• [Extracted text]:
* Start *
Implements for manure application that provide an alternative to surface broadcasting, showing the tool and where it places the manure.


For examples of these implements, see the photographs of a disk injector, a chisel injector with sweeps, and an aerator set up with banding of manure, in the review by Maguire et al. (2011)

Novel Manure Management Collection of Papers

A review of existing literature is presented by Maguire et al. (2011), and it serves as a detailed introduction to this collection. This review covers the various alternatives to surface application of manure and the measured effects on environmental and agronomic factors. Specifically, Maguire et al. (2011) cover the effects of the alternatives to surface application of manure on surface residue, manure distribution, water quality impacts through nutrient losses in runoff and leaching, effects on air quality through NH3 volatilization, greenhouse gases and odor, and root growth and crop yield. Maguire et al. (2011) also identify knowledge gaps and research needs, which will add to the existing literature and address important long-term issues. Some of these are detailed issues, such as the impact of manure injection on the N and C cycles, and the interactions of “N, P and sediment losses in runoff, N leaching, NH3 volatilization, odor, and yield.” However, if farmers are going to move away from surface application of manure, the most important need is the economic assessment of the various alternative technologies that are available.
* End *
• [What you need to do]:
[1] Reproduce the part of the manure application passage starting with "For examples of" and going on through "review by Maguire et al. (2011)".
[2] Take the manure application passage further, beginning after its final sentence.

• [Supplied entries]:
* Start *
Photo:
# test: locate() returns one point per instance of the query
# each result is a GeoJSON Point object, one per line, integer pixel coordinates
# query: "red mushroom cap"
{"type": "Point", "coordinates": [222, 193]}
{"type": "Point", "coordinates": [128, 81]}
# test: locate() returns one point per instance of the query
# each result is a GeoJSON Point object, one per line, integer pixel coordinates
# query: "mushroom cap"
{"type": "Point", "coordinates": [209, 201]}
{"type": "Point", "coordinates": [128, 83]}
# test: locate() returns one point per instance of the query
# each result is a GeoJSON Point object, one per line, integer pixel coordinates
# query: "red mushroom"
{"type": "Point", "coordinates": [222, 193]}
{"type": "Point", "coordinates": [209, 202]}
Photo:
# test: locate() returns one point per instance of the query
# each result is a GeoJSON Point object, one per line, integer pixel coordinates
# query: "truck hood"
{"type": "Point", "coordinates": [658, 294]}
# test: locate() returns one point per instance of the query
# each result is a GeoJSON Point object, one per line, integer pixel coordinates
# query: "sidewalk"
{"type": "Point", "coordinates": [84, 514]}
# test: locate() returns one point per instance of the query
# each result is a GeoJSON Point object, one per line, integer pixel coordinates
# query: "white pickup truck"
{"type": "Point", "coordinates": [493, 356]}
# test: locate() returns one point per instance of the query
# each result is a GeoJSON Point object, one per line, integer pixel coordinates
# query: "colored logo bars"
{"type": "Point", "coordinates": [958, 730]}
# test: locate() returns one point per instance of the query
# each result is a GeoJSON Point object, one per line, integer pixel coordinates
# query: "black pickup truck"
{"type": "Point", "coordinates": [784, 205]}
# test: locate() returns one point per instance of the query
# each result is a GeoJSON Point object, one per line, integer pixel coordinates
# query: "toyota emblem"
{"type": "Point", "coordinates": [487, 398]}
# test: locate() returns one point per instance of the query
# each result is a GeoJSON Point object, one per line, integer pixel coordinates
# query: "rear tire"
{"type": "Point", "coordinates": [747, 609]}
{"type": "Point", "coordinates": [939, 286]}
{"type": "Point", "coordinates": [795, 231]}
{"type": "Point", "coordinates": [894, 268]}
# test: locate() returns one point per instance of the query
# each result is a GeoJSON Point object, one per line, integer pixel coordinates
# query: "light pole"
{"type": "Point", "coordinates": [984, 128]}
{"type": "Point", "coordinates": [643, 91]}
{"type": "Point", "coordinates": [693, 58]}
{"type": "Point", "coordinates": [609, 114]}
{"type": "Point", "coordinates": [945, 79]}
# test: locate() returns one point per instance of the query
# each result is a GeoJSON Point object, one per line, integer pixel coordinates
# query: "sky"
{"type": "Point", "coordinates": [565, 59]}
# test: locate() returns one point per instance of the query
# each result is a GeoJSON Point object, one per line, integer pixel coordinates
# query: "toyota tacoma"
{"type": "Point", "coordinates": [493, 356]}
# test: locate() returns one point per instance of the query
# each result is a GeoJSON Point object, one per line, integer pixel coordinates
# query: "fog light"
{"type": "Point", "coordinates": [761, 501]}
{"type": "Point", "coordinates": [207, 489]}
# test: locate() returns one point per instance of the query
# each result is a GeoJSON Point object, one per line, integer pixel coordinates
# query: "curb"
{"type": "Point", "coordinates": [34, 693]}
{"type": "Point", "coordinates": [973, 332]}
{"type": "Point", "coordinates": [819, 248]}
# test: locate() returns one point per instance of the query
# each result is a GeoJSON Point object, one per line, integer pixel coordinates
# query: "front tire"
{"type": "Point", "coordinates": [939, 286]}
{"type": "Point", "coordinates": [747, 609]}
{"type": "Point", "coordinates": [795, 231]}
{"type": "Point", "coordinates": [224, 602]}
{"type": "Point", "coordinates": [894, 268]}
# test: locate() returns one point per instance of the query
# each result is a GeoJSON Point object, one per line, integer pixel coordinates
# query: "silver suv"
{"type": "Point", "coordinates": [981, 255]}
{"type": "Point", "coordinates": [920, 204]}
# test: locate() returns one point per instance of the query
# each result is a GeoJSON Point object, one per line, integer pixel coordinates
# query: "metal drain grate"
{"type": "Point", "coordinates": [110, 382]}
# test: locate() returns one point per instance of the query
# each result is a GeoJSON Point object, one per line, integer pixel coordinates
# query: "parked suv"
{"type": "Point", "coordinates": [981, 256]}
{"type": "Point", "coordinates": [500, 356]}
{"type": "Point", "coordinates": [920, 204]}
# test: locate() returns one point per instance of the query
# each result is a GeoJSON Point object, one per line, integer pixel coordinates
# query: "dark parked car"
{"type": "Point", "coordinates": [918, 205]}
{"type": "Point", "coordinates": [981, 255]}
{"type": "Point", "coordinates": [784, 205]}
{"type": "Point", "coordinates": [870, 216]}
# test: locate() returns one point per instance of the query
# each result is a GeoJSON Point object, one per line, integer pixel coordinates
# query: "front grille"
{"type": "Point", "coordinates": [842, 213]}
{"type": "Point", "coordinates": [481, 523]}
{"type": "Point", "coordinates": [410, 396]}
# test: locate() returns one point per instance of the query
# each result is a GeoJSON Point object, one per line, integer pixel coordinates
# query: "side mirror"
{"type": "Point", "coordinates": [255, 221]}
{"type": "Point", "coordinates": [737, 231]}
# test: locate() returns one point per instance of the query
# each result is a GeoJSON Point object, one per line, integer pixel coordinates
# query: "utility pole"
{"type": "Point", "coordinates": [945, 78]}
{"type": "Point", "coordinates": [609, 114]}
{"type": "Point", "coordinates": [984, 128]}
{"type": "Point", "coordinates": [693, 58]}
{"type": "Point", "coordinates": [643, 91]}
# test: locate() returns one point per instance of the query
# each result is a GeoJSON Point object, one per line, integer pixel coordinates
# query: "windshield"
* End *
• [The responses]:
[1]
For examples of these implements, see the photographs of a disk injector, a chisel injector with sweeps, and an aerator set up with banding of manure, in the review by Maguire et al. (2011)

[2]
Modeling Manure Placement

Placement of manure, either under the soil surface in injection slits or in aeration pockets, will have a major impact on the effectiveness of each manure application method. Wu and Chen (2011) developed a two-dimensional model to evaluate how manure moves when placed in an aeration pocket created by a rolling tine. The lateral spread of manure did not vary with injection depth, while the vertical thickness and cross-sectional area did increase with injection depth. The model predicted that aeration pockets with a larger area promoted better mixing of the manure with soils and reduced N losses. However, field validation showed that the model was better at predicting lateral spread and vertical thickness of the manure than it was at predicting the cross-sectional area.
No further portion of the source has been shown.